▶ _必要な作業_
a) 抜粋の内容を二文で要約せよ。
b) 抜粋のうち、「ご店主「その後、イギリスで発」から「B-SELSに行く様な方には説明不要でしょうから、詳しくは説明しません。」までの部分をすべて、一字一句変えずに書き出せ。
c) 次の各記述が抜粋の内容と合っているか、「はい」か「いいえ」で答えよ。判断の決め手となる抜粋の語句もそのまま引用すること。
(i) ドイツ盤のB面マト1には"インナーグルーヴ"が入っている。
(ii) 手に取った盤は11月30日の日記で紹介されていたものである。
(iii) A面に針を降ろしたのは筆者である。

▶ _抜粋_
今回の「レコード評議会」は前回からの「B-SELSで買ったレコード」シリーズの続きです。
「ラバー・ソウル」ステレオのデンマーク盤を購入することにした後、さてどうしようとレコード棚を改めて眺める。
すると、棚の一番手前に並んでいるため、否応無く目に入ってくる盤があった。
これを聴いたら買ってしまうだろうな…と思いながらも抗うことができず、1枚の盤を手に取る。
私「これって、つい最近日記に出ていた盤ですよね」
Sgt. Pepper's Lonely Hearts Club Band
ドイツ盤(1967年)ステレオ
Odeon / HÖR ZU
SHZE 401
SideA:SHZE-401-A-1
SideB:SHZE-401-B-2
「サージェント・ペパー」ステレオのゴールド・オデオンと呼ばれるドイツ盤。
11月30日の日記で紹介されていたものだ。
『SGT.PEPPER’S~』 ドイツ・ステレオ初盤 大変音の良い盤 ドイツ・オリジナルのインナーとカットアウト付き完品!!!!!
ご店主の手によるポップにはこうある。
ドイツ初盤 音良し‼︎ 完品
B面 2nd.
2nd.の方が「インナーグルーヴ」が入っていてお得!
ドイツ製カットアウト付き完品!! 完品はレアです
オススメ!
ご店主「ドイツ盤のB面マト1は"インナーグルーヴ"が入っていないんですが、この盤はマト2で"インナーグルーヴ"が入っています」
私「何でそんなことになったのでしょうかね?」
ご店主「おそらくですけど、ドイツでは"インナーグルーヴ"をどのように入れたら良いのか最初は分からなかったんでしょう。だからマト1では収録されなかった」
私「ふむふむ」
ご店主「その後、イギリスで発売されたUK盤を聴いたドイツのエンジニアが『そうか、こういった様に入れるのか』と分かって、マト2で"インナーグルーヴ"を入れた、ということだと思うんですよね」
私「なるほど〜、なるほどですね」
ご店主「個人的には"インナーグルーヴ"に入っているB面マト2の方がオススメです」
"インナーグルーヴ"とは、セッション中では"Edit for LP End"と呼ばれ、 1980年発売のアメリカ編集盤「レアリティーズ Vol.2」では"Sgt. Pepper Inner Groove"とのタイトルが付けられたトラックのこと。
B-SELSに行く様な方には説明不要でしょうから、詳しくは説明しません。
ご店主「では、聴いてください」
私「よろしくお願いします」
ご店主が A面に針を降ろす。その瞬間思った。
「あぁ、これは良い音だ!」
ご店主の方を向くと、こくりとうなずく。
以前にご店主がこんなことを仰っていたことがある。
「針を降ろした瞬間、曲が始まる前にも関わらず、これは良い音だと分かることがある」と。

▶ _データの一部_

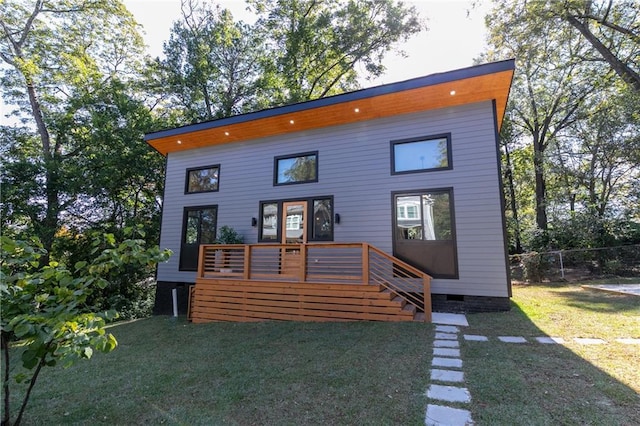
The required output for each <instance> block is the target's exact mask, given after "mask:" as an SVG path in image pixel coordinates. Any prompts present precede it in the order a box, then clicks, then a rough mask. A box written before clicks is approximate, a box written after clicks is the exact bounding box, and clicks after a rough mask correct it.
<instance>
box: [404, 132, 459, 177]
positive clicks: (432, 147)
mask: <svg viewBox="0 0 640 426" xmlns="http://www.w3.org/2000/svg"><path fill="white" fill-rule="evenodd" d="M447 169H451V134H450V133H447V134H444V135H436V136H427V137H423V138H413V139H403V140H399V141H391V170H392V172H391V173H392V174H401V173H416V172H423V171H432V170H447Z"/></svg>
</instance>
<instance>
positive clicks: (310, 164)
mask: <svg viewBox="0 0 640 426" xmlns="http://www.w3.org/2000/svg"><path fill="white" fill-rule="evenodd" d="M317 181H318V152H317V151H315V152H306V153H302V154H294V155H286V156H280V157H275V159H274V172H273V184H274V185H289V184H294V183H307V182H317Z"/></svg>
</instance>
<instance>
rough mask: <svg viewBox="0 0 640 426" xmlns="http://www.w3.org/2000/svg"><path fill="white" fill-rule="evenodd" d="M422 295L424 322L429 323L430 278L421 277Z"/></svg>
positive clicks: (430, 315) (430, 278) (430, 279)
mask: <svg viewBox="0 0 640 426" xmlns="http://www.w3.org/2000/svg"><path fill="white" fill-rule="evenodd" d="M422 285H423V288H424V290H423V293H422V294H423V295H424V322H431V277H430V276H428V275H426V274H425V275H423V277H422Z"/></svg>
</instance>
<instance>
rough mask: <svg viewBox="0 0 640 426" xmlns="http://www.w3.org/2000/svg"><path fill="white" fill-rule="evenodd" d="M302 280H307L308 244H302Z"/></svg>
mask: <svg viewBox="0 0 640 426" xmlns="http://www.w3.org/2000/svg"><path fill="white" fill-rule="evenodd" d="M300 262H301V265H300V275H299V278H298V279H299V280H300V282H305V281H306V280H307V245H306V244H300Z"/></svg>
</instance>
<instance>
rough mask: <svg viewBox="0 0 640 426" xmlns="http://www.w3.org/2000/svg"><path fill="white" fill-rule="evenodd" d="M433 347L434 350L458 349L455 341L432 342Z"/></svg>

▶ _課題別の解答_
a) 筆者はB-SELSで、11月30日の日記で紹介されていた「サージェント・ペパー」ステレオのドイツ盤(ゴールド・オデオンと呼ばれる盤)を手に取った。ご店主からB面マト2には"インナーグルーヴ"が入っているので勧めると説明を受け、ご店主がA面に針を降ろした瞬間、筆者は良い音だと感じた。

b)
ご店主「その後、イギリスで発売されたUK盤を聴いたドイツのエンジニアが『そうか、こういった様に入れるのか』と分かって、マト2で"インナーグルーヴ"を入れた、ということだと思うんですよね」
私「なるほど〜、なるほどですね」
ご店主「個人的には"インナーグルーヴ"に入っているB面マト2の方がオススメです」
"インナーグルーヴ"とは、セッション中では"Edit for LP End"と呼ばれ、 1980年発売のアメリカ編集盤「レアリティーズ Vol.2」では"Sgt. Pepper Inner Groove"とのタイトルが付けられたトラックのこと。
B-SELSに行く様な方には説明不要でしょうから、詳しくは説明しません。

c)
(i) いいえ。「ドイツ盤のB面マト1は"インナーグルーヴ"が入っていないんですが」
(ii) はい。「11月30日の日記で紹介されていたものだ。」
(iii) いいえ。「ご店主が A面に針を降ろす。」